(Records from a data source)
===============

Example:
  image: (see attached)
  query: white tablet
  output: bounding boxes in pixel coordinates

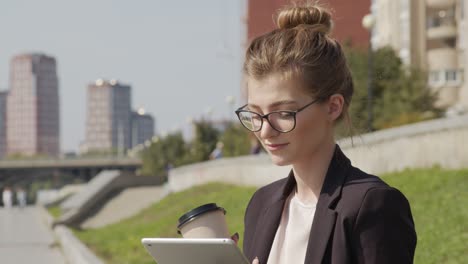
[141,238,250,264]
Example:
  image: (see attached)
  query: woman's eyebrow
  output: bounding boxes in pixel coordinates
[248,100,298,109]
[270,100,298,107]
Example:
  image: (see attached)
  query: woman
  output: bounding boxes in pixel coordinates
[235,3,417,264]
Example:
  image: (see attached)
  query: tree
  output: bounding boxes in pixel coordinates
[187,120,220,162]
[373,67,437,128]
[220,123,251,157]
[342,46,370,136]
[371,47,440,129]
[342,45,441,135]
[141,132,188,177]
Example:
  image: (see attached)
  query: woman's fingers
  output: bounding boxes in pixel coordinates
[252,257,259,264]
[231,232,240,245]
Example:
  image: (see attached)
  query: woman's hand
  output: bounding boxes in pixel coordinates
[230,232,239,245]
[230,233,258,263]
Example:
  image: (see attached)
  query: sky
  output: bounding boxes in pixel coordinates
[0,0,247,152]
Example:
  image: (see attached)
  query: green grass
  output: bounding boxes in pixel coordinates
[384,167,468,264]
[47,205,61,219]
[74,168,468,264]
[73,183,257,264]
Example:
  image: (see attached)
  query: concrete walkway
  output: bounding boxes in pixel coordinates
[0,206,66,264]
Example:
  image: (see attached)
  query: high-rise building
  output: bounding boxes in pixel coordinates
[371,0,413,66]
[131,108,155,148]
[372,0,468,111]
[0,91,7,158]
[84,79,131,154]
[6,53,60,157]
[246,0,371,47]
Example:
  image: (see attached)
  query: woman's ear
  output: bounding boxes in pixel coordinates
[327,94,344,121]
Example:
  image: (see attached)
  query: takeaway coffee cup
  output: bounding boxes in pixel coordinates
[177,203,229,238]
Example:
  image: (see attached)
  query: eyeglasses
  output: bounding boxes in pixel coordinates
[235,99,320,133]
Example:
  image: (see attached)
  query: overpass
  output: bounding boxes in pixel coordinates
[0,157,142,188]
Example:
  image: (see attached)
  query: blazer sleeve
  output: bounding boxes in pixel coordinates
[352,187,417,264]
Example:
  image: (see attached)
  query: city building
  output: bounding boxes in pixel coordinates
[6,53,60,157]
[371,0,468,111]
[246,0,467,112]
[0,91,7,158]
[246,0,371,47]
[131,108,155,148]
[83,79,131,155]
[370,0,413,66]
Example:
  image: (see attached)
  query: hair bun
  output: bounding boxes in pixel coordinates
[276,5,332,34]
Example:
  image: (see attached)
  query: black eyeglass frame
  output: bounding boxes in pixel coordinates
[234,98,321,133]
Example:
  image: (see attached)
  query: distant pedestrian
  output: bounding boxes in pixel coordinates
[250,139,262,155]
[209,141,224,160]
[2,186,13,208]
[16,187,27,208]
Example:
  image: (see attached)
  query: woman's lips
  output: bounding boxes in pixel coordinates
[265,143,289,151]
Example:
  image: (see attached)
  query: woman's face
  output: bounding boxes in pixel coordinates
[246,73,341,166]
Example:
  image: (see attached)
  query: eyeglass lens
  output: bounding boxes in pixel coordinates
[238,111,295,132]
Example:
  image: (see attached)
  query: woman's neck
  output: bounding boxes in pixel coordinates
[292,141,336,204]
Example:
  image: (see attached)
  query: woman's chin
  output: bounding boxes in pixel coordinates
[270,154,292,166]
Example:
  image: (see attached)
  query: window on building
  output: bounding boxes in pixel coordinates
[446,69,463,85]
[429,70,442,86]
[441,38,456,48]
[446,70,457,82]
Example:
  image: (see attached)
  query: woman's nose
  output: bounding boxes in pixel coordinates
[258,119,279,139]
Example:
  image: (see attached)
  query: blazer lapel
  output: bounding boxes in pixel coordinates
[251,172,296,263]
[251,199,285,263]
[250,145,351,264]
[304,145,351,263]
[303,202,338,263]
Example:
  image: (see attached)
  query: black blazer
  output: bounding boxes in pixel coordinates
[243,145,417,264]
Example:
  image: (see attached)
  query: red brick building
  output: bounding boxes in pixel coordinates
[246,0,371,48]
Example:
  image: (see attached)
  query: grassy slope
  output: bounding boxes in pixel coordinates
[47,206,61,219]
[74,168,468,264]
[384,168,468,264]
[74,183,257,264]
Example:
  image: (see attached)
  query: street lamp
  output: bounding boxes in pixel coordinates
[362,13,375,132]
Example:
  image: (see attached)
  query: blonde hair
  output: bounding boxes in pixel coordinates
[244,2,354,124]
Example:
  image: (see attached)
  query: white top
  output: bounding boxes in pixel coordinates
[267,191,317,264]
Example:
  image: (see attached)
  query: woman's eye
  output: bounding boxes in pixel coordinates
[252,115,262,121]
[279,112,293,118]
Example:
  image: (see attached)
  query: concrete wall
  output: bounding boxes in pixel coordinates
[337,114,468,174]
[39,206,105,264]
[169,115,468,191]
[57,170,164,227]
[37,184,84,205]
[168,155,291,192]
[427,48,457,70]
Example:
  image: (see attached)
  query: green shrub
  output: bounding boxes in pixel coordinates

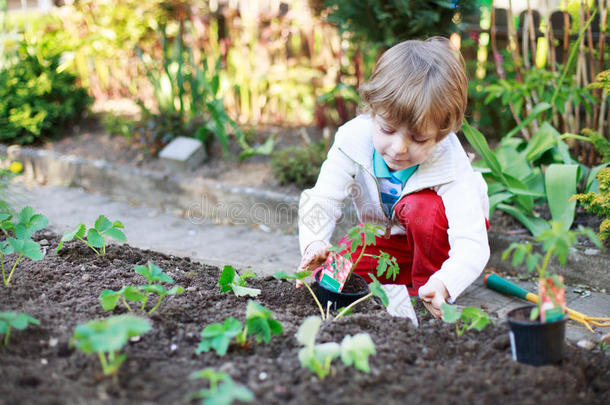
[319,0,479,49]
[570,167,610,241]
[271,141,326,188]
[0,41,91,144]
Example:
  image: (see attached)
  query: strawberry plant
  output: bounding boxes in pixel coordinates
[70,314,151,376]
[196,300,282,356]
[0,206,48,286]
[441,304,491,337]
[296,315,376,379]
[218,265,260,297]
[275,224,398,320]
[329,224,400,283]
[0,312,40,345]
[189,368,254,405]
[99,261,184,313]
[57,215,126,255]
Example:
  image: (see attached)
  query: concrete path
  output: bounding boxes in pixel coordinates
[17,182,610,345]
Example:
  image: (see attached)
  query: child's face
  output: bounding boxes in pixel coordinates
[372,115,438,171]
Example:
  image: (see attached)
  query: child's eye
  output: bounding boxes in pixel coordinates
[412,136,429,144]
[380,126,395,135]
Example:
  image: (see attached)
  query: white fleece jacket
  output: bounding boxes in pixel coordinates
[298,115,490,300]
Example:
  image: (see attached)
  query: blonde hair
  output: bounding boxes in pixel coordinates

===============

Search the data above for the word "white". Copy each line it is in.

◆ Solution
  query: white tablet
  query: white top
  query: white fleece jacket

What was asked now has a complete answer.